• Instructions to follow:
All that is needed is the line containing "Where can the bird's beak" together with each line after it, transcribed exactly to the end of the records.

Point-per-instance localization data
Start of Block

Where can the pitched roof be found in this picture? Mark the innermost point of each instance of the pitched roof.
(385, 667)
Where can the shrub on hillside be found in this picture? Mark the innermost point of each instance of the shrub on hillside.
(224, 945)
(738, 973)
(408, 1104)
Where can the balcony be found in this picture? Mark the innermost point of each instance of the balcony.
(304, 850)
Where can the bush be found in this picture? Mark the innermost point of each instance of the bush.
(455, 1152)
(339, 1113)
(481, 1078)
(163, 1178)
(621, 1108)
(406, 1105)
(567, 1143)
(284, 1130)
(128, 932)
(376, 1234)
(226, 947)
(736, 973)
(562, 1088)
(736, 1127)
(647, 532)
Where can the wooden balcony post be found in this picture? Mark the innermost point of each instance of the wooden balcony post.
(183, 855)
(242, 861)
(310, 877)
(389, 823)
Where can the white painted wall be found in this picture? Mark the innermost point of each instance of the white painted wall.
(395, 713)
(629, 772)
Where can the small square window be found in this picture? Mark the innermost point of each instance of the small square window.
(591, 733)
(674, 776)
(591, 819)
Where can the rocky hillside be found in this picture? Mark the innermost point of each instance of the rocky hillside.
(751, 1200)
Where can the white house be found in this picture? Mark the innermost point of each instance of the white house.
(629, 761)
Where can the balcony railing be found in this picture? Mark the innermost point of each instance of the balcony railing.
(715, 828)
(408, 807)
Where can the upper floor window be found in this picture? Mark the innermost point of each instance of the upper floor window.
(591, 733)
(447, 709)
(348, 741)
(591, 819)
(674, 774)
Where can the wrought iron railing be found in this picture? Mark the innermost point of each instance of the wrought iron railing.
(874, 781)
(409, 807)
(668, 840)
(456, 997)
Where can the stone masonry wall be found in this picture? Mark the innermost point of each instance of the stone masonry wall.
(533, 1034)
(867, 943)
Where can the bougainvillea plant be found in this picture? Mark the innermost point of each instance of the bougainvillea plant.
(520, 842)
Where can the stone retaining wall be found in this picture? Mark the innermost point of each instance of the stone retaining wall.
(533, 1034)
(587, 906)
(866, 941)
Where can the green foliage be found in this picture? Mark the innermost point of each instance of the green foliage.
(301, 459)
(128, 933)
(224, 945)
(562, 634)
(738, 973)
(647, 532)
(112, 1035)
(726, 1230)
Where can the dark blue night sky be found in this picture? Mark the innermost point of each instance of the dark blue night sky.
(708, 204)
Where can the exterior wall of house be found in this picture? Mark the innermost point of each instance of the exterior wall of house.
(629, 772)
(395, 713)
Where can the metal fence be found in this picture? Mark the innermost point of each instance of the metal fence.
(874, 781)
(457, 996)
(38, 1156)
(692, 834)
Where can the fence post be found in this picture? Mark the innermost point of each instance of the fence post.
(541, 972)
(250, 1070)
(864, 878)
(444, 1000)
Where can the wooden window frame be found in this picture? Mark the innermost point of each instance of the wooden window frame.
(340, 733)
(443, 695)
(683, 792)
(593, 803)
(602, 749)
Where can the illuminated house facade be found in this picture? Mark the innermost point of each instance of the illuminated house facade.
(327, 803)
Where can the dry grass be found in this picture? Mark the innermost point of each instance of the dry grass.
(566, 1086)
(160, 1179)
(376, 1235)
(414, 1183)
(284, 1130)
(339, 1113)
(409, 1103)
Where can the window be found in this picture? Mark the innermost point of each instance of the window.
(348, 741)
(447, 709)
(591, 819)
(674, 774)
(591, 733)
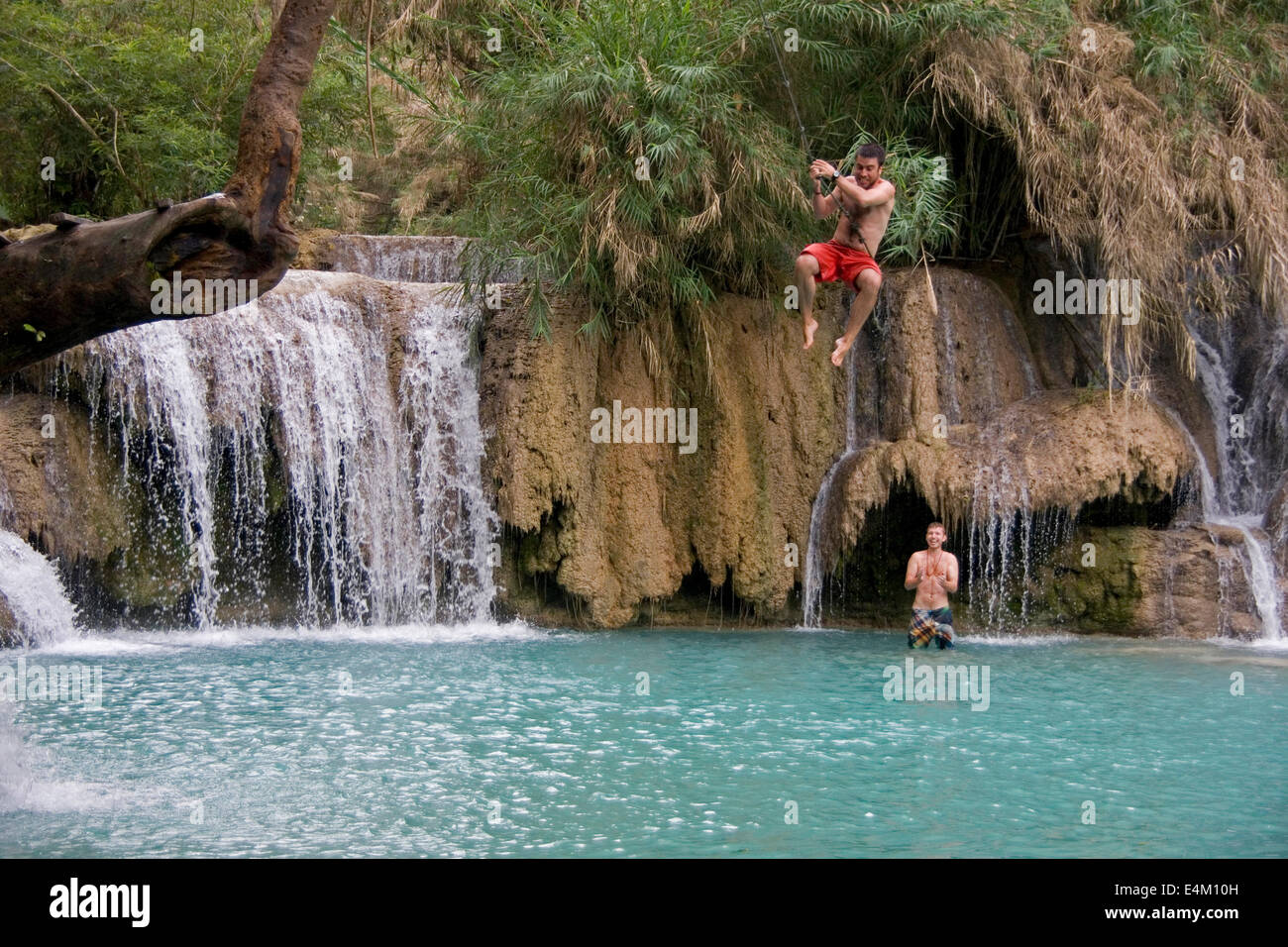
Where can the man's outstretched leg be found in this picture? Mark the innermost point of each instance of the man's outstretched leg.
(806, 268)
(868, 282)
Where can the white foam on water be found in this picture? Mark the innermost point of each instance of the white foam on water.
(127, 643)
(1020, 639)
(27, 781)
(34, 591)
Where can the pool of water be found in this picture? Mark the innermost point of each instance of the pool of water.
(502, 740)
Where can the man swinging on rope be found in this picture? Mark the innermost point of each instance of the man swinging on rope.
(866, 201)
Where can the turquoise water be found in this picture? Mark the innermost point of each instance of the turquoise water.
(510, 741)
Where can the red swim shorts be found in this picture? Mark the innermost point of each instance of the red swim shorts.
(840, 262)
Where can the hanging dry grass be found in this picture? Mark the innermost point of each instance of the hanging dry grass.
(1120, 187)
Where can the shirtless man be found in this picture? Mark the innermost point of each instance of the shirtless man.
(866, 201)
(932, 574)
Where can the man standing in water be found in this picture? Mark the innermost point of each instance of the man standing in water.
(866, 201)
(932, 574)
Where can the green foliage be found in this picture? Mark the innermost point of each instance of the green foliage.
(625, 158)
(129, 112)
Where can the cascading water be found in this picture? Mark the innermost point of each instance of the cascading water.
(310, 433)
(1250, 433)
(811, 594)
(31, 589)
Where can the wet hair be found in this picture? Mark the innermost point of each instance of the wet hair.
(871, 151)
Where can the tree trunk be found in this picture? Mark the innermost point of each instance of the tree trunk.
(86, 278)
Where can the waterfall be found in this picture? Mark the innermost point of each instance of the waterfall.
(403, 260)
(1250, 433)
(346, 408)
(34, 594)
(1254, 557)
(811, 592)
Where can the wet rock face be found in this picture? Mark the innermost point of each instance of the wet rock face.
(618, 526)
(1141, 581)
(1276, 523)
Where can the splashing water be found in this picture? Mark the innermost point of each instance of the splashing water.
(34, 592)
(322, 405)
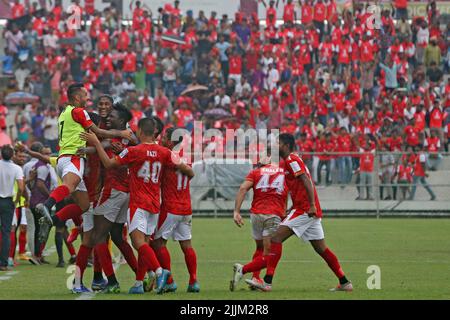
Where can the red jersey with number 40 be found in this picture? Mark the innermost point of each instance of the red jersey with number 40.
(117, 178)
(146, 162)
(294, 168)
(269, 190)
(175, 193)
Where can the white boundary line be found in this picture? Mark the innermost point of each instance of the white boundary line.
(10, 274)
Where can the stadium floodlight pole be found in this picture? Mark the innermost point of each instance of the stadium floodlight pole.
(377, 183)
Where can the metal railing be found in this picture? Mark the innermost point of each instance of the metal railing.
(215, 194)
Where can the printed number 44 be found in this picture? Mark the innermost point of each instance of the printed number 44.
(147, 173)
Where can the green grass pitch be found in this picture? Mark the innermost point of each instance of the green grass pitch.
(413, 255)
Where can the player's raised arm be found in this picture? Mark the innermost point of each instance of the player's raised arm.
(113, 133)
(37, 155)
(92, 139)
(310, 192)
(240, 196)
(185, 169)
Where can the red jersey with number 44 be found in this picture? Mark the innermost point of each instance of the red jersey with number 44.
(175, 193)
(294, 168)
(269, 190)
(117, 178)
(146, 162)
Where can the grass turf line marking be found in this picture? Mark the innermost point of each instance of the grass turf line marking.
(10, 274)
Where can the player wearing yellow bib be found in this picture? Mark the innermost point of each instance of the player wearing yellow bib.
(73, 121)
(19, 220)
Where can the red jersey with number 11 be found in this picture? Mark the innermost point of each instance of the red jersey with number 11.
(294, 167)
(175, 193)
(146, 162)
(269, 190)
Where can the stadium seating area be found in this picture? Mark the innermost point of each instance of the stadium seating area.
(325, 73)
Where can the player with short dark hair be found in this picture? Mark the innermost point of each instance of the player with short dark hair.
(304, 220)
(267, 211)
(145, 162)
(72, 121)
(175, 218)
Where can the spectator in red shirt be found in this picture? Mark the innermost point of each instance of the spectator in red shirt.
(320, 15)
(306, 145)
(344, 161)
(367, 158)
(420, 174)
(129, 64)
(325, 145)
(289, 14)
(432, 145)
(307, 12)
(404, 174)
(150, 61)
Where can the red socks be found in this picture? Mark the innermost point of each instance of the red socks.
(71, 249)
(69, 212)
(77, 220)
(12, 244)
(104, 257)
(273, 257)
(128, 254)
(191, 262)
(22, 241)
(82, 259)
(97, 265)
(258, 263)
(60, 193)
(146, 261)
(163, 256)
(332, 262)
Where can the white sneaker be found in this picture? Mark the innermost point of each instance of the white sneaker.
(260, 285)
(237, 276)
(348, 287)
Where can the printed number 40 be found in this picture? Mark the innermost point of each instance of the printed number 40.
(147, 174)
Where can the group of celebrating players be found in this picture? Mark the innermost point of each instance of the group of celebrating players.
(109, 180)
(112, 179)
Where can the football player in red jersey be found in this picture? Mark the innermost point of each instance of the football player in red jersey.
(175, 219)
(145, 162)
(304, 220)
(267, 211)
(110, 213)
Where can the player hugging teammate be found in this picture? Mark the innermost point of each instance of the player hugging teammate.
(133, 169)
(303, 219)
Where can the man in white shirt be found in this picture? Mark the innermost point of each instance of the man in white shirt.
(50, 126)
(9, 174)
(222, 100)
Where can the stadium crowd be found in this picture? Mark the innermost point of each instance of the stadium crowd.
(340, 81)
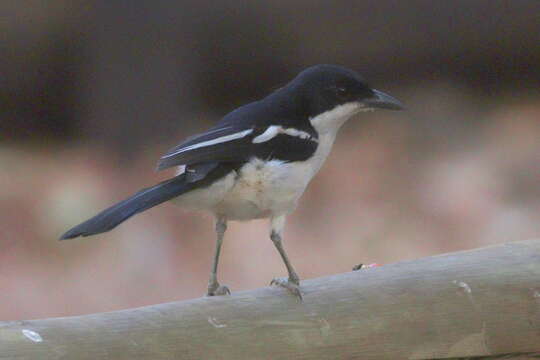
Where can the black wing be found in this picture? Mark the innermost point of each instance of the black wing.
(229, 143)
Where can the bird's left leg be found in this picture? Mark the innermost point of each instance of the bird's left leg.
(214, 288)
(293, 282)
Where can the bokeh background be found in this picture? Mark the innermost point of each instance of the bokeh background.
(92, 93)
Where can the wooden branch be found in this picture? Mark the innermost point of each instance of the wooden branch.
(479, 303)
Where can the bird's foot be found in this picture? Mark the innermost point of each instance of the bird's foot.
(291, 285)
(216, 290)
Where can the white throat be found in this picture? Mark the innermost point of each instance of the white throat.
(330, 121)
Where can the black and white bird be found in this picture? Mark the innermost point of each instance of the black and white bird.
(257, 161)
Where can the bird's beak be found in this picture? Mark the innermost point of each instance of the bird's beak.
(381, 100)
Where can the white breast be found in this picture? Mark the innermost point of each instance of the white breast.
(269, 188)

End of Block

• Solution to the problem:
Where can the bird's beak be found in this picture? Mark the innermost point of each instance of the bird's beak.
(381, 100)
Where can the white breast be found in this picture? Mark the innermost point of each instance of the white breast.
(269, 188)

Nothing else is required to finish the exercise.